- Task -
Answer these from the Saunderson Prize announcement below:
(a) Which year's prize does the headline name?
(b) Through which foundation is the prize awarded?
(c) How much money is each prize worth?

[[ Supplied passage, beginning ]]

Alumna Jeneen Frei Njootli Receives a 2016 William and Meredith Saunderson Prize for Emerging Artists

Emily Carr University of Art + Design is pleased to share news that alumna Jeneen Frei Njootli has been awarded one of three William and Meredith Saunderson Prizes for Emerging Canadian Artists through The Hnatyshyn Foundation. The $5,000 prizes are intended to nurture emerging talent in the visual arts in Canada.

[[ Supplied passage, end ]]
[[ Data excerpts, beginning ]]

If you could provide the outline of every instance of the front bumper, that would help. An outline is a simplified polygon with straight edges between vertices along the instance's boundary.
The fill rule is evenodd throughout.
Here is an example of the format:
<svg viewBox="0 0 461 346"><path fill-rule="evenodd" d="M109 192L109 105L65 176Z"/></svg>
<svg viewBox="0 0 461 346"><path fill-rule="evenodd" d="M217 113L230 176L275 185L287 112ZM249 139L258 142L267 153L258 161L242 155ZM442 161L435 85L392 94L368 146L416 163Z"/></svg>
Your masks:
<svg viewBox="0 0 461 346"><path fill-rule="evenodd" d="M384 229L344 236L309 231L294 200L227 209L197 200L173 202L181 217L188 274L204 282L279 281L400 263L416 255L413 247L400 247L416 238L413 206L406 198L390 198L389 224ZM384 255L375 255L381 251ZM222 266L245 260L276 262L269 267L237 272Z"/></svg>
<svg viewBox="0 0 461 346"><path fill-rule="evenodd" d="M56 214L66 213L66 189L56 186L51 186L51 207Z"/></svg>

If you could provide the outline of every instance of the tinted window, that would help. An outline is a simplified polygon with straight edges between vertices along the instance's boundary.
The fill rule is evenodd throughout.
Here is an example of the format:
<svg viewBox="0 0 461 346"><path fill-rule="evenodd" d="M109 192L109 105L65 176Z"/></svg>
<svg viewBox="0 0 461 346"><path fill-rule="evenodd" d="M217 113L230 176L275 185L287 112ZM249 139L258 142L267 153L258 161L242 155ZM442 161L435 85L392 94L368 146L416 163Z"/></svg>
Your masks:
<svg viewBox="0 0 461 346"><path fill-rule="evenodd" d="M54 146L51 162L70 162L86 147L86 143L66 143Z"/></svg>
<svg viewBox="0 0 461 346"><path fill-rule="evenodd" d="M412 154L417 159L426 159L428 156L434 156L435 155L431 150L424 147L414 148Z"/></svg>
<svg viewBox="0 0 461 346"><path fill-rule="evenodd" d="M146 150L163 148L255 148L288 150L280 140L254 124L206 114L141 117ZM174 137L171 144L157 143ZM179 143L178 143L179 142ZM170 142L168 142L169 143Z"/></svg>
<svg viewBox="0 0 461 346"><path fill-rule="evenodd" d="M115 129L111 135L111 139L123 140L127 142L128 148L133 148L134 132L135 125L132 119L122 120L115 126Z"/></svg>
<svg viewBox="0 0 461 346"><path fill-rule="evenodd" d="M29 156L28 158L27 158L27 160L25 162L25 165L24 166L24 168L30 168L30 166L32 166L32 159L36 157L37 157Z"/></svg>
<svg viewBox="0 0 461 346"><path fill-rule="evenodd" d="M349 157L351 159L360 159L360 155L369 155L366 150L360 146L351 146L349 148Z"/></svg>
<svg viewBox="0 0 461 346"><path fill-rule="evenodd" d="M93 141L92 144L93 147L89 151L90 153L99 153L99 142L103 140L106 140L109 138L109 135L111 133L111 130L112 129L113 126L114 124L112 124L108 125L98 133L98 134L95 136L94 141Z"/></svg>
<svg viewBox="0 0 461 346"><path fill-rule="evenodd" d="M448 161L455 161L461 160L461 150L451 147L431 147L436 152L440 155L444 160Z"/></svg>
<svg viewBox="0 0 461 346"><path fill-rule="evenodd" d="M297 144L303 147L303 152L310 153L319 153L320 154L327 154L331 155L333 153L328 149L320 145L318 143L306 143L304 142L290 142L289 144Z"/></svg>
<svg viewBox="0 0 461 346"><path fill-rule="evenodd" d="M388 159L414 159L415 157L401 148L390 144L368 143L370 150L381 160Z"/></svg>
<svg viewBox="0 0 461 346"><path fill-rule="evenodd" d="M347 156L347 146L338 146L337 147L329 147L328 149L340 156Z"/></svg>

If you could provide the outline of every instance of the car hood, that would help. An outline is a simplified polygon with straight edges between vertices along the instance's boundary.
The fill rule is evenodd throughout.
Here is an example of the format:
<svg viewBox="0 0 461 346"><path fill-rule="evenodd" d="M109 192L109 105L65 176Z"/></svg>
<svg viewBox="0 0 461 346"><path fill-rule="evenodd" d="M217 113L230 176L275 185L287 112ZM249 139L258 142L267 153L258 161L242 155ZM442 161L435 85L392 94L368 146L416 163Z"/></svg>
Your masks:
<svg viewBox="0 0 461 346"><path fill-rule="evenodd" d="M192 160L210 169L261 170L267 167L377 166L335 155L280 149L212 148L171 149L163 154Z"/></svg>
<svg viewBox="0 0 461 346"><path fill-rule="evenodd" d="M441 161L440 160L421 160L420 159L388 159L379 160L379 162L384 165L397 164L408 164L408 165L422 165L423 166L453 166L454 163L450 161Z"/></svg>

[[ Data excerpts, end ]]

- Written response -
(a) 2016
(b) The Hnatyshyn Foundation
(c) $5,000